## What to work on
In the entries below, return only the line containing "Please identify the black dress" and those after it, exactly, through the last line.

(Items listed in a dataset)
○ ○ ○

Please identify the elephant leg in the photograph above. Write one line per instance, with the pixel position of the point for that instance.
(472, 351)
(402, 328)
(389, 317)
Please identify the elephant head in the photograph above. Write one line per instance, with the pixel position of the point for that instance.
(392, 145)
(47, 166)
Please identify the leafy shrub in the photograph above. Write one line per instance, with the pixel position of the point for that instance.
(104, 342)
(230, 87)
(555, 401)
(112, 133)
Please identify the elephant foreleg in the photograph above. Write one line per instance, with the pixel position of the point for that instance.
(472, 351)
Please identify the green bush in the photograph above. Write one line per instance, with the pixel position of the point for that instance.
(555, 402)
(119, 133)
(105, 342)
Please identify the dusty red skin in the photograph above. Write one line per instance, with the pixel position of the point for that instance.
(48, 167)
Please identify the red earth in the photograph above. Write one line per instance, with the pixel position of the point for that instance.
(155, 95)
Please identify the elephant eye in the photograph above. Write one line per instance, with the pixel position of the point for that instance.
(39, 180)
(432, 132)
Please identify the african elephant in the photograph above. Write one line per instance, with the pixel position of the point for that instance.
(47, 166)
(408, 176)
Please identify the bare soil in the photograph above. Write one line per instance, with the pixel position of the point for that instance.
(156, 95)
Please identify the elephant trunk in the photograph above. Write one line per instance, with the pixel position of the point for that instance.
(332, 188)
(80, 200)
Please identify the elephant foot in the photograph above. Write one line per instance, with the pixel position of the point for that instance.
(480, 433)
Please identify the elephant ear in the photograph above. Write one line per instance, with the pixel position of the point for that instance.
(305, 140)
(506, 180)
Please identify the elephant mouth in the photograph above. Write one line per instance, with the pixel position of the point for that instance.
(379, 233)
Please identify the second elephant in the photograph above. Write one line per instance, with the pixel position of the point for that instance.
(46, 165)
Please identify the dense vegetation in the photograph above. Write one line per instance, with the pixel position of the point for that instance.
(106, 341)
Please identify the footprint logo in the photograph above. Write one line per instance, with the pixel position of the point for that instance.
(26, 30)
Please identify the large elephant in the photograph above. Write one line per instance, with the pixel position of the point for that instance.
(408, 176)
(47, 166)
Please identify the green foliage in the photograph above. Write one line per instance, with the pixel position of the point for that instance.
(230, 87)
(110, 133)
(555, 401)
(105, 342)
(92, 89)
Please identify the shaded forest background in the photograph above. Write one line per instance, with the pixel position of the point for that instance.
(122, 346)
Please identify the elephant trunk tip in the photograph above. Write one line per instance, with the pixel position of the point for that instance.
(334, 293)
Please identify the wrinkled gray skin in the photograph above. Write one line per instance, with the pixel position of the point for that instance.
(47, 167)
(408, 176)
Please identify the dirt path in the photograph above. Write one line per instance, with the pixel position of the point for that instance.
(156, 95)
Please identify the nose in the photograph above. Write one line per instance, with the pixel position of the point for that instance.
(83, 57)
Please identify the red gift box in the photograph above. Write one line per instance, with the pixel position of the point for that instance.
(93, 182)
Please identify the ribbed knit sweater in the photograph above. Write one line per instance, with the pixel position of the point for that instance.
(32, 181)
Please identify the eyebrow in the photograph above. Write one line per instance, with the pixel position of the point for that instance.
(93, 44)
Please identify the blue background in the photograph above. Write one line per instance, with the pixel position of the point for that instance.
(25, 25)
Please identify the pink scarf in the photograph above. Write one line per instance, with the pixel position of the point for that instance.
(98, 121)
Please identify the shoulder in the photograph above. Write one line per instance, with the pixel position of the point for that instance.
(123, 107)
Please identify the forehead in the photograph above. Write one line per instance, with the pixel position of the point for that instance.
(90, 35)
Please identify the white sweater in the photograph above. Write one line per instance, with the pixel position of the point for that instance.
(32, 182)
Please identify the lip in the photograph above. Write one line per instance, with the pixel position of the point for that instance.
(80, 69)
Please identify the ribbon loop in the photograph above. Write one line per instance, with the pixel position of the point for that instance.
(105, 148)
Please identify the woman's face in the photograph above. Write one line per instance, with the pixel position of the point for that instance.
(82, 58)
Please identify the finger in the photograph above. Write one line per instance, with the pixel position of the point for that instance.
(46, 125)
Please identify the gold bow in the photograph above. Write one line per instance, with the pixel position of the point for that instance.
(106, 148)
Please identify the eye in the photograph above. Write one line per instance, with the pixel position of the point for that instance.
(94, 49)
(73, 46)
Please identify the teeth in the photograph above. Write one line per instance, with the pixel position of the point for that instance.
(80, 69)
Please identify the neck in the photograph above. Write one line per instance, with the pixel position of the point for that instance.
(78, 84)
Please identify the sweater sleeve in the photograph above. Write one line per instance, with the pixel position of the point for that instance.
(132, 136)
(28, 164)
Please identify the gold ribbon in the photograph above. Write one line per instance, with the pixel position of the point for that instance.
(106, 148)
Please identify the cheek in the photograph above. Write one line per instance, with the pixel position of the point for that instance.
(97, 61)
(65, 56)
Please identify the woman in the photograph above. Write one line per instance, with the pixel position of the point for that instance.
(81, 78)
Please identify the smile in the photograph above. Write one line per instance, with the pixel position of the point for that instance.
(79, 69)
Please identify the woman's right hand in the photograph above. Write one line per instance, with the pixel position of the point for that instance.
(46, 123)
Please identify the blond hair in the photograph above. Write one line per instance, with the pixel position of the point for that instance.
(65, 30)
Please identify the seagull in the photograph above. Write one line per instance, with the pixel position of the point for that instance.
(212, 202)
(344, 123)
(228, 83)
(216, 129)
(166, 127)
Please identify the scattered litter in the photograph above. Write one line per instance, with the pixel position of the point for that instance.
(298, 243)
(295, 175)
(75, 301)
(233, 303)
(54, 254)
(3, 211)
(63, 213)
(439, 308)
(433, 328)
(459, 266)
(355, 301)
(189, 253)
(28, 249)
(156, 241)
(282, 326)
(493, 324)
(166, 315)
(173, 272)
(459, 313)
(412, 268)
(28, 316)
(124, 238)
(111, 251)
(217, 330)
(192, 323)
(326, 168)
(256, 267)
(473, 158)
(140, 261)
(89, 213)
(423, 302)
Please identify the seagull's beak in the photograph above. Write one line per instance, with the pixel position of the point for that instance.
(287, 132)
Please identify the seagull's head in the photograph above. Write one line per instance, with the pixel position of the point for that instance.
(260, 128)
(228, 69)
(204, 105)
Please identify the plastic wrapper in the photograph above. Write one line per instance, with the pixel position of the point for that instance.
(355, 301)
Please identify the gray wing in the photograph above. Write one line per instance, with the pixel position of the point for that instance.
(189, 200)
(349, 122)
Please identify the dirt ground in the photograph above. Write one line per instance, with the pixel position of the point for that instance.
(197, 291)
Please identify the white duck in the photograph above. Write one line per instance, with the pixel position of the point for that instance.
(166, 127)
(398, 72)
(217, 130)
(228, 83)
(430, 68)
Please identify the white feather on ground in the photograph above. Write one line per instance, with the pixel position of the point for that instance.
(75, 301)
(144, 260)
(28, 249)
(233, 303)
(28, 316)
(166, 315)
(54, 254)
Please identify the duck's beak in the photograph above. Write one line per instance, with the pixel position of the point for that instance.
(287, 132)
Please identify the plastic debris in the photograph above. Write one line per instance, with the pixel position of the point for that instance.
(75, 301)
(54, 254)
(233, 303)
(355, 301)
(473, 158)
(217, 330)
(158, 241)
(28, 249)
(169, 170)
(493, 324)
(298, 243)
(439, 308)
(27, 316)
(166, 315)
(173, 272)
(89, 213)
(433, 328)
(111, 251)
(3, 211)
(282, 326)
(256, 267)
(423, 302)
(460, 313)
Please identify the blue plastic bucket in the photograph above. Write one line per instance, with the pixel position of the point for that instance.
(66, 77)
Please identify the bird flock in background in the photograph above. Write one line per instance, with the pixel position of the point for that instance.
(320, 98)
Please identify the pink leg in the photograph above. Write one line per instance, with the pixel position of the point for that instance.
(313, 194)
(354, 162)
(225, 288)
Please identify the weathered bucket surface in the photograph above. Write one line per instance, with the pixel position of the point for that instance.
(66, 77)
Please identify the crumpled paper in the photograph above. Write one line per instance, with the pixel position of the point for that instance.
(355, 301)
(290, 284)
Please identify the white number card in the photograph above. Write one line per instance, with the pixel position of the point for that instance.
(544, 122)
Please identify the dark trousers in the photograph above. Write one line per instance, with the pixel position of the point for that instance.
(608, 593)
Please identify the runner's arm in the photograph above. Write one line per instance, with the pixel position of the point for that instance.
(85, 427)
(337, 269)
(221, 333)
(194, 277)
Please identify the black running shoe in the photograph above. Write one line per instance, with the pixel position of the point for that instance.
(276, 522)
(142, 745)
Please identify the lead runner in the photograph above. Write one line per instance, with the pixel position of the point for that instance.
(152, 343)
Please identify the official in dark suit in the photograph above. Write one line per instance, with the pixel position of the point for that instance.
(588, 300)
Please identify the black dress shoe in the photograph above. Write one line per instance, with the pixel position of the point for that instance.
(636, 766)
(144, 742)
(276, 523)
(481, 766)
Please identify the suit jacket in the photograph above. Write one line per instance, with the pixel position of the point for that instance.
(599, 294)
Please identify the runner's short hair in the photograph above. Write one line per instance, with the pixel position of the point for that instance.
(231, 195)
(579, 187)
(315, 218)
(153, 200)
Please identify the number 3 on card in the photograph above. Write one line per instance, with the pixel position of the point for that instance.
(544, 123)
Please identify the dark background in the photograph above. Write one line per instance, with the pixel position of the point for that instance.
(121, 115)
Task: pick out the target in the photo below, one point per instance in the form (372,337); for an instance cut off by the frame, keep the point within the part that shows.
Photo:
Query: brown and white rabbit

○ ○ ○

## Result for this exercise
Please identify the black dress shoe in the photograph above. Write one line per instance, with the pixel position of the point for that instance.
(636, 766)
(144, 742)
(276, 523)
(481, 766)
Please identify the suit jacket in the photograph above. Write one line per instance, with the pixel position of the point for that instance.
(599, 294)
Please identify the runner's short hair in the photograph above. Write one line per instance, with the pixel position of the point for that instance.
(231, 195)
(579, 187)
(315, 218)
(153, 200)
Please identify the number 3 on card in the photograph above. Write one line per instance, with the pixel position of the point for that instance.
(544, 123)
Please identify the dark background in the photograph above. Write one line per instance, with the pixel position of the point for that instance.
(121, 115)
Task: pick out the target in the photo below, one point per instance in the form (372,337); for an instance cut off by the frame, keep the point within the part that shows.
Photo:
Query: brown and white rabbit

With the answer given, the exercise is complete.